- **EXERCISE OBJECTIVE**
For each record that follows, write out an identical copy.

- **PROVIDED RECORDS**
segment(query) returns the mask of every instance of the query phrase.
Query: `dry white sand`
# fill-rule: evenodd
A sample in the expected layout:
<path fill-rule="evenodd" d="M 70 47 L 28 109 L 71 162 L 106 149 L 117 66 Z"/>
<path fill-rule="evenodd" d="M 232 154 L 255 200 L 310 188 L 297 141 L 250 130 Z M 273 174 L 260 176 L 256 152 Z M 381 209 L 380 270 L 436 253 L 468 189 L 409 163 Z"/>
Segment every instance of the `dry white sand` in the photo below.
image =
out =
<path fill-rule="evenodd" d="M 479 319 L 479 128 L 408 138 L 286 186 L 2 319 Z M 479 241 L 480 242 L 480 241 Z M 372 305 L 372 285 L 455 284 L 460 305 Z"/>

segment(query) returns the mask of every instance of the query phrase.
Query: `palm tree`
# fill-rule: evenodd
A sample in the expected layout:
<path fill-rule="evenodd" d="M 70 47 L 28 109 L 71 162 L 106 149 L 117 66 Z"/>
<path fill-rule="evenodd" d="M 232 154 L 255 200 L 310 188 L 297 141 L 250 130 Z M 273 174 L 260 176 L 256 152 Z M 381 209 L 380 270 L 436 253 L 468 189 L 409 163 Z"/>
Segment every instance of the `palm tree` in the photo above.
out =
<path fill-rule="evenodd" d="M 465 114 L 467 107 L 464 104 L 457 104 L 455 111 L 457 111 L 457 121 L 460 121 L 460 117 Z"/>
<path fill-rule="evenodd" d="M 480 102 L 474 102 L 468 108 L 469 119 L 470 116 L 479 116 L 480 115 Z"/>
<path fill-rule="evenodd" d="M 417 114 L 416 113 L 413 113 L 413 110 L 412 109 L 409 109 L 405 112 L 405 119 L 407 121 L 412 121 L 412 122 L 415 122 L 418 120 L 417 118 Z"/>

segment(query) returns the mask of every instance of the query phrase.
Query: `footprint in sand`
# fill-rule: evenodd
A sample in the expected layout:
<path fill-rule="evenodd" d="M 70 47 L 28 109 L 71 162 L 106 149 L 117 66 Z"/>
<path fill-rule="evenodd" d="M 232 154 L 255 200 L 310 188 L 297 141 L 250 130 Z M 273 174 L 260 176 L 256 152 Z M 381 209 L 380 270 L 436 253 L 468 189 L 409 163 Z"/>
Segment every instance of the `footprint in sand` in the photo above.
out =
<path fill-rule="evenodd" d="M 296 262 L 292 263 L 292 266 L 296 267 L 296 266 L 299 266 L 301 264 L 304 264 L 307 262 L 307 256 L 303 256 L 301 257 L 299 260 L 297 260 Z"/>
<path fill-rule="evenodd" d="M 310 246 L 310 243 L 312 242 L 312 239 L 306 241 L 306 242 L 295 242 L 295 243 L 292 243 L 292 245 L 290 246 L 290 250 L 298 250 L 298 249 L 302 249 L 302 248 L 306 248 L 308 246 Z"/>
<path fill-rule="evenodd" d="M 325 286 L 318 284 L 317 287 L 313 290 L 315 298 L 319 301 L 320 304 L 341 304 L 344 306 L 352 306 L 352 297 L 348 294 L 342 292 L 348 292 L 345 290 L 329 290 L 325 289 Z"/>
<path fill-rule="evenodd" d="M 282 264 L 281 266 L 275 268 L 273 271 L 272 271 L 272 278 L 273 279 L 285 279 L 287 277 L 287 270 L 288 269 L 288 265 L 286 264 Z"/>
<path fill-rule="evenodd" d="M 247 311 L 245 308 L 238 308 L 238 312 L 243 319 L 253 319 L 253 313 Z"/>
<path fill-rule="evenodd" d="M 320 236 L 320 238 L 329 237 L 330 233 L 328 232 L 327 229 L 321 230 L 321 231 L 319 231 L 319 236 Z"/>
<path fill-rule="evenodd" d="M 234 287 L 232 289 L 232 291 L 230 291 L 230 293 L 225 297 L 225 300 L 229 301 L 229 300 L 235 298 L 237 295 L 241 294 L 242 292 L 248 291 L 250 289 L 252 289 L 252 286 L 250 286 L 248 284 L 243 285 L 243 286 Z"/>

- **ANSWER**
segment(query) returns the mask of every instance of the query phrase.
Query: `dry white sand`
# fill-rule: evenodd
A sample in the expected layout:
<path fill-rule="evenodd" d="M 70 47 L 28 109 L 71 162 L 106 149 L 117 66 Z"/>
<path fill-rule="evenodd" d="M 232 154 L 255 200 L 310 188 L 297 141 L 250 130 Z M 273 174 L 260 176 L 256 152 Z M 381 209 L 380 270 L 436 253 L 468 189 L 409 163 Z"/>
Segment every instance of the `dry white sand` in the photo below.
image =
out =
<path fill-rule="evenodd" d="M 479 319 L 479 128 L 408 138 L 286 186 L 2 319 Z M 479 241 L 480 242 L 480 241 Z M 372 305 L 372 285 L 455 284 L 460 305 Z"/>

segment(query) returns the mask of every instance of the query phrase.
Query: `palm tree`
# fill-rule: evenodd
A sample in the expected layout:
<path fill-rule="evenodd" d="M 70 47 L 28 109 L 71 162 L 106 149 L 117 66 Z"/>
<path fill-rule="evenodd" d="M 232 154 L 255 200 L 310 188 L 297 141 L 250 130 Z M 273 174 L 260 176 L 256 152 Z M 381 209 L 380 270 L 436 253 L 468 189 L 409 163 Z"/>
Segment every instance of the `palm tree` in the photo above.
out =
<path fill-rule="evenodd" d="M 465 114 L 467 107 L 464 104 L 457 104 L 455 111 L 457 111 L 457 121 L 460 121 L 460 117 Z"/>
<path fill-rule="evenodd" d="M 480 102 L 474 102 L 468 108 L 469 119 L 470 116 L 479 116 L 480 115 Z"/>
<path fill-rule="evenodd" d="M 417 114 L 416 113 L 413 113 L 413 110 L 412 109 L 409 109 L 405 112 L 405 119 L 407 121 L 412 121 L 412 122 L 415 122 L 418 120 L 417 118 Z"/>

segment(query) returns the mask of every instance of the query phrase.
Query: `footprint in sand`
# fill-rule: evenodd
A sample in the expected layout:
<path fill-rule="evenodd" d="M 70 47 L 28 109 L 71 162 L 106 149 L 117 66 Z"/>
<path fill-rule="evenodd" d="M 232 154 L 255 200 L 310 188 L 297 141 L 250 130 Z M 273 174 L 260 176 L 256 152 Z M 381 209 L 380 270 L 436 253 L 468 189 L 409 163 Z"/>
Segment every instance of the `footprint in sand` in the photo above.
out =
<path fill-rule="evenodd" d="M 296 262 L 292 263 L 292 266 L 296 267 L 296 266 L 299 266 L 301 264 L 304 264 L 307 262 L 307 256 L 303 256 L 301 257 L 299 260 L 297 260 Z"/>
<path fill-rule="evenodd" d="M 310 246 L 310 243 L 312 242 L 312 239 L 306 241 L 306 242 L 295 242 L 295 243 L 292 243 L 292 245 L 290 246 L 290 250 L 298 250 L 298 249 L 302 249 L 302 248 L 306 248 L 308 246 Z"/>
<path fill-rule="evenodd" d="M 325 286 L 318 284 L 317 287 L 313 290 L 315 298 L 319 301 L 320 304 L 341 304 L 344 306 L 352 306 L 352 297 L 348 294 L 342 292 L 348 292 L 345 290 L 329 290 L 325 289 Z"/>
<path fill-rule="evenodd" d="M 282 264 L 281 266 L 275 268 L 273 271 L 272 271 L 272 278 L 273 279 L 285 279 L 287 277 L 287 270 L 288 269 L 288 265 L 286 264 Z"/>
<path fill-rule="evenodd" d="M 247 311 L 245 308 L 238 308 L 238 312 L 243 319 L 253 319 L 253 313 Z"/>
<path fill-rule="evenodd" d="M 320 236 L 320 238 L 329 237 L 330 233 L 328 232 L 327 229 L 321 230 L 321 231 L 319 231 L 319 236 Z"/>
<path fill-rule="evenodd" d="M 234 287 L 232 289 L 232 291 L 230 291 L 230 293 L 225 297 L 225 300 L 229 301 L 229 300 L 235 298 L 237 295 L 241 294 L 242 292 L 248 291 L 250 289 L 252 289 L 252 286 L 250 286 L 248 284 L 243 285 L 243 286 Z"/>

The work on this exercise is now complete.